[Records from a data source]
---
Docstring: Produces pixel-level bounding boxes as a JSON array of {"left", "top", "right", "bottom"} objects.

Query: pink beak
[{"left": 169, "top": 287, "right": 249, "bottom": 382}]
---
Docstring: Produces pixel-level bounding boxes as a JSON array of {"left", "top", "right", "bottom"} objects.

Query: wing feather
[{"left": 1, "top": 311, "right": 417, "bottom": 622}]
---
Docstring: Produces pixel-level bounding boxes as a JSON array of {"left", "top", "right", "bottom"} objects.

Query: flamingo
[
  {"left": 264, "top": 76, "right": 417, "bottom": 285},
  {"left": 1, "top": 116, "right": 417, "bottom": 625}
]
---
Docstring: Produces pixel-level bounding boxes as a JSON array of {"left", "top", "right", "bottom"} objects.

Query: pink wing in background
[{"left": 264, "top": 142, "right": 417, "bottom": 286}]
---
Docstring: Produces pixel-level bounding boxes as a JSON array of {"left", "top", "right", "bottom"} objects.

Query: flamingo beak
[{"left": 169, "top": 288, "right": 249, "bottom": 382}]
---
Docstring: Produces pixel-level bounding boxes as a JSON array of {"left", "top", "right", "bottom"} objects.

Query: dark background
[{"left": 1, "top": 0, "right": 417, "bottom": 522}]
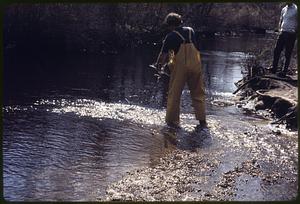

DIRECTIONS FOR THIS TASK: The output must match the records word for word, except that no pictures appear.

SOLUTION TO THIS TASK:
---
Docstring: Produces pixel-level bounding boxes as a JSON array of {"left", "top", "right", "bottom"} objects.

Query: pink beak
[{"left": 169, "top": 287, "right": 249, "bottom": 382}]
---
Docstring: Produces pixel-level bounding boxes as a JSON array of {"left", "top", "right", "bottom"} objects.

Query: wing feather
[{"left": 1, "top": 311, "right": 417, "bottom": 622}]
---
Docstring: Produces pixel-level bounding boxes as a JSON array of {"left", "top", "right", "bottom"} objects.

Query: flamingo
[
  {"left": 264, "top": 76, "right": 417, "bottom": 285},
  {"left": 1, "top": 116, "right": 417, "bottom": 625}
]
---
Docstring: Produces pixel-level bounding boxes as a JSON array of {"left", "top", "right", "bottom"} objects.

Query: pink wing in background
[{"left": 264, "top": 142, "right": 417, "bottom": 286}]
---
Docstring: Produces pixel-level bounding boxes as a JSON array of {"left", "top", "right", "bottom"} objects.

Query: flamingo beak
[{"left": 169, "top": 288, "right": 249, "bottom": 382}]
---
Docstring: Produces pixel-level bounding boxes as a JSON array of {"left", "top", "right", "bottom"} objects.

Query: dark background
[{"left": 1, "top": 0, "right": 417, "bottom": 522}]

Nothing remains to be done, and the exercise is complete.